Rewrite all of the records with each "a pin per instance" changed to "one point per instance" and everything else unchanged, omitting the pictures.

- _Exercise material_:
****

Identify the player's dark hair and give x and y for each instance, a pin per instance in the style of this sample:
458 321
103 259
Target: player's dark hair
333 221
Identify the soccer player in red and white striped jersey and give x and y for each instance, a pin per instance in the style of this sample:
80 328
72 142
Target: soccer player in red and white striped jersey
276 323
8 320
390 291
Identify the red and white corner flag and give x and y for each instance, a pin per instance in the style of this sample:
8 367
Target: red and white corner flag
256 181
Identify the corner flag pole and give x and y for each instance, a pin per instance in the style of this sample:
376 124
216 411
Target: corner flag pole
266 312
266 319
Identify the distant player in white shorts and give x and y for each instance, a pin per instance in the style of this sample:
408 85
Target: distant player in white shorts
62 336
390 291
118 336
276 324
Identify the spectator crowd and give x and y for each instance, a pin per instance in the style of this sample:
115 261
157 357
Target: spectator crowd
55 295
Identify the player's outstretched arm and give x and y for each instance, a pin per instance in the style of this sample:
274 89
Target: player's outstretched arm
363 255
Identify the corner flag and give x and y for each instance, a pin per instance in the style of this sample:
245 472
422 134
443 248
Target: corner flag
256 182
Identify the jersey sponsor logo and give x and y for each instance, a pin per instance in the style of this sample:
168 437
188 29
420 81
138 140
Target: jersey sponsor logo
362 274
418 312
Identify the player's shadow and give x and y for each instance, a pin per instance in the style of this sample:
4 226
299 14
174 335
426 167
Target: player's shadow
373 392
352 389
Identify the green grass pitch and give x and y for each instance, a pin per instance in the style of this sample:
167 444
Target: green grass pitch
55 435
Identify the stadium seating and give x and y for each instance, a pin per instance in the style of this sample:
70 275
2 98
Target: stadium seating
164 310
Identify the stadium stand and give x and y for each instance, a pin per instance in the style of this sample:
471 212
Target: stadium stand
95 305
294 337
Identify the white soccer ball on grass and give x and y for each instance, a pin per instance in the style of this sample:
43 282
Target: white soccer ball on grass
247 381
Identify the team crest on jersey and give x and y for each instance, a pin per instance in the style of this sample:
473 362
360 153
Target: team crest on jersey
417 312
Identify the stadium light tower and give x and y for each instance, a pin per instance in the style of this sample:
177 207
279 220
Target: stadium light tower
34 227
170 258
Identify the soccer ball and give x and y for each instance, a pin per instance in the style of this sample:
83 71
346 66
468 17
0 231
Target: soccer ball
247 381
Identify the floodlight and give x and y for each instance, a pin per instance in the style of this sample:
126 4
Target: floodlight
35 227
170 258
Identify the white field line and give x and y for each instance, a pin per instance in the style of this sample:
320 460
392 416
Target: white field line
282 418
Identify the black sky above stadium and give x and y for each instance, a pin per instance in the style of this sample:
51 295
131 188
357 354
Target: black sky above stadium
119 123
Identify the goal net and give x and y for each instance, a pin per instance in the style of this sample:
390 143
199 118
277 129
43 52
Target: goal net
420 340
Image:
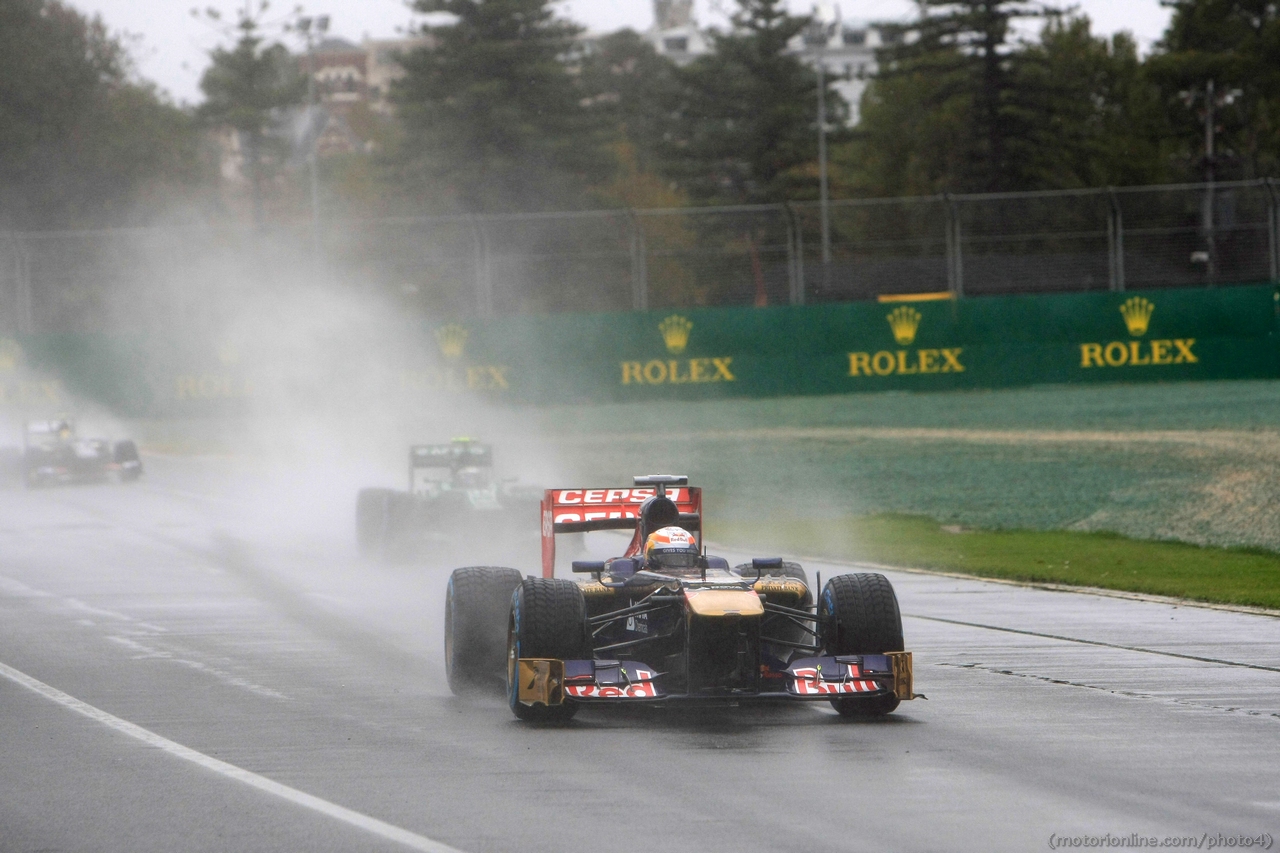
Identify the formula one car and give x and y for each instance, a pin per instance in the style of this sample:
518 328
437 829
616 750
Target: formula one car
452 491
53 455
667 623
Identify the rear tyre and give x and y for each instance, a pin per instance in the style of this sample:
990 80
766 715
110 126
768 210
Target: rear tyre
859 615
476 609
548 619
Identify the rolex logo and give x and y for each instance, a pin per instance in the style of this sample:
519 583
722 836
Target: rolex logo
452 340
904 320
228 354
675 332
1137 314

****

- _Solution to this task_:
Identify the player's dark hair and give x and y for each instance, one point per instance in the style of this sample:
458 321
103 259
Target: player's dark hair
333 221
Identify the soccer player in red and white striped jersey and give x and y for each instance, one point per instance in the style of this sample:
80 328
72 142
Target: soccer player in red and white striped jersey
276 323
8 320
390 291
Identify the red and white corner flag and give x and y for each instance, one point per instance in the style of this sample:
8 367
Target: red and white corner flag
256 181
Identify the corner flag pole and give x and y for each instance, one point per instance in the style of this sample:
376 124
216 411
Target: corner flag pole
266 312
266 319
Identify the distant player in white shorts and give x and y for each instance, one point per instance in the style of this sample:
408 85
Target: distant player in white shorts
62 336
390 291
118 336
276 324
Identify the spectator crowd and give x and y for each instance, one point per instance in the style of this sample:
115 261
157 357
Target: spectator crowd
55 295
Identify the player's outstretched arm and give x and y for each instance, one point per instance in the style of this sample:
274 89
Target: player's outstretched arm
363 255
Identify the corner flag and give x and y for each instance, one point per instance in the style of this sample:
245 472
422 134
443 248
Target: corner flag
256 182
Identify the jersey sponsor logo and give x and y for each instance, one point per instance in the style of this sample:
168 437
188 29
420 81
138 140
Target: jersey sponsor logo
362 274
418 312
Identify the player's shadow and give x and y for each instance, one point per instance in the style of this sample:
4 226
299 14
174 335
426 167
Target: player's shadow
373 392
352 389
Identify the green grass pitch and give x and y for each instance, one point per instance in the style of this sample:
167 444
Target: green grass pitch
55 435
Identify the stadium seating and give x and y for each instance, one point per instance in the style of this sample:
70 275
2 98
Target: stadium seating
164 310
Identify the stadium stand and give x and y for each instance, one point per instance in the style of this sample:
471 212
Target: stadium stand
95 305
294 337
Identify the white soccer ball on grass and give x and y for each instance, one point per instance in the style of this sample:
43 282
Target: white soccer ball on grass
247 381
Identify the team crest on jersey and give x and y for each instance, one point per instance in the style of this sample:
473 362
360 153
Target: team crest on jersey
417 312
Identify the stadium light tower and give x and y for each instance, one point per instance in the style of this sample:
177 207
279 220
Target: stadium light tower
34 227
170 258
Identify the soccer ball and give x and y for each instance, one point per instance in the style of this sample:
83 71
346 66
468 17
0 231
Target: soccer ball
247 381
Identify the floodlight and give x and y for each instance, one point per instance in the style of this sample:
126 4
Target: floodlight
35 227
170 258
Identify the white field line and give x and y for each instance, one point per instance in the style of this sample:
320 460
392 416
Target: white field line
282 418
Identify the black sky above stadium and give x and y for each instance, one point per instance in the style of this sample:
51 295
131 188
357 354
Target: black sky above stadium
119 123
Identify the goal net and give x and y for each instance, one point per instance in the style of this sample:
390 143
199 118
277 129
43 52
Target: goal net
420 340
Image:
Identify the formula one car and give x and y for each instance, one point per instance in the style of this sample:
518 328
437 829
616 750
Target: formula one car
452 491
53 455
667 623
Identify the rear tyre and give x and y for each instance, one point per instance in the style of this sample:
990 80
766 715
110 126
768 210
Target: rear tyre
859 615
476 609
548 619
Identify the rolex logo and give x and y for each instance, one point per instance in the style of this sample:
519 583
722 836
Target: rolex logo
452 340
904 320
228 354
675 332
1137 314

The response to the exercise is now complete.